··· Text excerpt

EL: Not at all. Before I got a job as a copywriter, I was with an agency. I had already written and sold about 10 short stories and a book. And I knew what kind of sound I wanted to develop, but that takes a while. It takes 10 or 15 years to get confidence in the style that you want to develop. I saw Hemingway doing it, and I see other writers doing it. I was impressed by John O'Hara's dialogue, and I would learn from and imitate as many as I could. I think that's the best way to learn: to just read and imitate for a while, until you finally get your own voice.

O: You've had luck with getting that voice into film adaptations.

EL: The problem is that you take a 350-page manuscript and bring it down to a 110- or 120-page shooting script, and you've lost a lot of good stuff. But then Barry Sonnenfeld came along with Get Shorty, and he saw how to do it.

O: The dialogue is basically written for them with your books.

EL: But they're more interested in plot in Hollywood than they are in character. All my books are character-driven. The story comes out of the characters. I don't even know what my book is about until I get about 100 pages in.

O: What do you think is the most common misconception about criminals?

EL: That they sound like and always talk and act like criminals. I think they're only criminals when they're committing a crime. The guy who devotes his life to crime and eventually ends up in prison, I think he'll have a certain sound that you can't miss. I hear from convicts, and they want to know how I know what they know—how I get into their head. You just learn from documentaries, or books about prison life, or a feature story in the newspaper about particular prisons. I've visited prisons. Angola in Louisiana, I went through there and talked to convicts. But you make it up. And then the reviewer says, "Boy, he's got it dead-on. He's got that dialogue exactly the way they talk, but how does he know?" You can get by with it.

O: When your work broke through in the '80s, was it a relief to have respectability at last?

EL: Yeah. Well, it surprised me. And I was fortunate that I had stuck to what I wanted to do. Because in '66, '67, when we sent out my first non-Western, The Big Bounce, it was rejected by everybody. Everyone in Hollywood rejected it. Anyone who cared to say anything said, "Well, it's a downer. There's nobody you'd like to associate with." The main character is a former burglar and a migrant worker. In the movie, of course, he turns out to be a returned Vietnam War vet.

······
··· Provided data

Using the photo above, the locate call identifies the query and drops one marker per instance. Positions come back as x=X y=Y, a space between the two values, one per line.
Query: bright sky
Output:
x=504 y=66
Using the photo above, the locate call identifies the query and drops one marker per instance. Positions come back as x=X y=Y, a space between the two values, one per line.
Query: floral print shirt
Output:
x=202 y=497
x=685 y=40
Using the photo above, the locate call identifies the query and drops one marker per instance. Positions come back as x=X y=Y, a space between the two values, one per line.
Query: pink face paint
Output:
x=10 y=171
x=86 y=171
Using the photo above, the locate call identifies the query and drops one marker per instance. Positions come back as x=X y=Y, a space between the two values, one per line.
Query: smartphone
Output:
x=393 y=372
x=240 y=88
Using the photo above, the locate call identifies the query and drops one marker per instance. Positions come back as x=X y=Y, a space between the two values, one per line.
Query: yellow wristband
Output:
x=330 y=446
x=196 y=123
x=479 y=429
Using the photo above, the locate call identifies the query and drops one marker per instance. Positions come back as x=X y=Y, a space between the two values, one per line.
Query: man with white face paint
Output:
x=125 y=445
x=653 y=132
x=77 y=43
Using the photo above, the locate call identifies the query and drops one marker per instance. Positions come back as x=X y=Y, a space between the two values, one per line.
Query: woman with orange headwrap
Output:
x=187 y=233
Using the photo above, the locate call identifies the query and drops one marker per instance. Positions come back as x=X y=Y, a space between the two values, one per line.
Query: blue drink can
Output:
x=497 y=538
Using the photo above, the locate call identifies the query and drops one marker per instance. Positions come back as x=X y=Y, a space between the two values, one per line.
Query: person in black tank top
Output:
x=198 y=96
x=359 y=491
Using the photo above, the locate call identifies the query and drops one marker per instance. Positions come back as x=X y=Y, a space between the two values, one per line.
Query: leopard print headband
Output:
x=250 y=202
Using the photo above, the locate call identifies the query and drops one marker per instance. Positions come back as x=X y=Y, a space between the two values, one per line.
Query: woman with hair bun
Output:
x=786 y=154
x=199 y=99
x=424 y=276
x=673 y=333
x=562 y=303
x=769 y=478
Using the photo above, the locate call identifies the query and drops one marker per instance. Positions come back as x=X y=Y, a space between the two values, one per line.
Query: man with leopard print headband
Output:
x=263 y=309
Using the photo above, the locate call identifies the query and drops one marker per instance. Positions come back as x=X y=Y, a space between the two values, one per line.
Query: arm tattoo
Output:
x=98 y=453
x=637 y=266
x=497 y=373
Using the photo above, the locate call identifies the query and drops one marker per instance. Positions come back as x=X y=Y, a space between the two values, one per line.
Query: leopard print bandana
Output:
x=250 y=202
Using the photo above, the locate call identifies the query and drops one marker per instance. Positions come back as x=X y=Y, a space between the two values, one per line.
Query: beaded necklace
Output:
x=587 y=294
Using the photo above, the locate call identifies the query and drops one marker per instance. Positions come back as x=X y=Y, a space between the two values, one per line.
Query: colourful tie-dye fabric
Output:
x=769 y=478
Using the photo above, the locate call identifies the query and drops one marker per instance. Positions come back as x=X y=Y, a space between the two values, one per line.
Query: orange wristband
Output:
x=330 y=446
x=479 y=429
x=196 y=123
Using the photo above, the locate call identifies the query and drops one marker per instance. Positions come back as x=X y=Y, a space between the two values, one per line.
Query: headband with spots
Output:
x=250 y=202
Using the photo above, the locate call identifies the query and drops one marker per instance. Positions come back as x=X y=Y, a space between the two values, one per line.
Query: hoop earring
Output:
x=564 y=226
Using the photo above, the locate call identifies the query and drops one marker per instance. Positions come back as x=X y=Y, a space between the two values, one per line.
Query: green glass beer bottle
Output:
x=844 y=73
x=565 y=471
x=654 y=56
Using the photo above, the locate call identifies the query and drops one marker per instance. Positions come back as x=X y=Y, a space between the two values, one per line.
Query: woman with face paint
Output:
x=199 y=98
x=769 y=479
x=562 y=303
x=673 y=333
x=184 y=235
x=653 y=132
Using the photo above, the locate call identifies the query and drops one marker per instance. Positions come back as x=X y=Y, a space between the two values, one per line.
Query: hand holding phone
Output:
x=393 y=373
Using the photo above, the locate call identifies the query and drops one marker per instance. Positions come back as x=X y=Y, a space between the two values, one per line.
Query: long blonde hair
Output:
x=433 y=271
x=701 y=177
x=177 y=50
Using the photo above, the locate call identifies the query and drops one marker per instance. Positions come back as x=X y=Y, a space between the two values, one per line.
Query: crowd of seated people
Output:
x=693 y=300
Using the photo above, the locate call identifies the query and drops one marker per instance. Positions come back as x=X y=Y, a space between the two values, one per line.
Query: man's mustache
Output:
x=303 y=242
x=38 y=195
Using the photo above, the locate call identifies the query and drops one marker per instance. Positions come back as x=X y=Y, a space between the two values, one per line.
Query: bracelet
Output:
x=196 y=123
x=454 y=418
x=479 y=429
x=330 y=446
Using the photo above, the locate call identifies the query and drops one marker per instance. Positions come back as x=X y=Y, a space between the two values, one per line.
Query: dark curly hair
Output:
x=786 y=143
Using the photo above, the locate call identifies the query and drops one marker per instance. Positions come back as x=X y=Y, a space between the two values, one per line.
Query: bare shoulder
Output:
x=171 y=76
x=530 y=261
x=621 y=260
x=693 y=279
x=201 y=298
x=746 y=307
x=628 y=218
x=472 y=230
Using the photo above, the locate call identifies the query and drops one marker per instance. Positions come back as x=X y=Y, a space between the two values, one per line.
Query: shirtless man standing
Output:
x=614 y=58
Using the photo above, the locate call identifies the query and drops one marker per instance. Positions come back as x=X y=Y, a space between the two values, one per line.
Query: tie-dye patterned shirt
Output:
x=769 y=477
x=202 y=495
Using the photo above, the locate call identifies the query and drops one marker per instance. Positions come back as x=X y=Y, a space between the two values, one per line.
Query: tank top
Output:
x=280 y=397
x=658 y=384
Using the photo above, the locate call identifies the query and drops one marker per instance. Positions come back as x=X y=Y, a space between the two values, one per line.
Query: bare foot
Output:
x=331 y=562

······

* _Task requirements_
A - Answer these from the interview:
(i) How many short stories had the speaker written and sold before getting a job as a copywriter?
(ii) Which prison in Louisiana did the speaker go through?
(iii) What was the title of the speaker's first non-Western?
B - Tally the lines of the entries that contain the string "paint", with case counting, and please give only the number.

* _Replies_
A -
(i) About 10
(ii) Angola
(iii) The Big Bounce

B - 3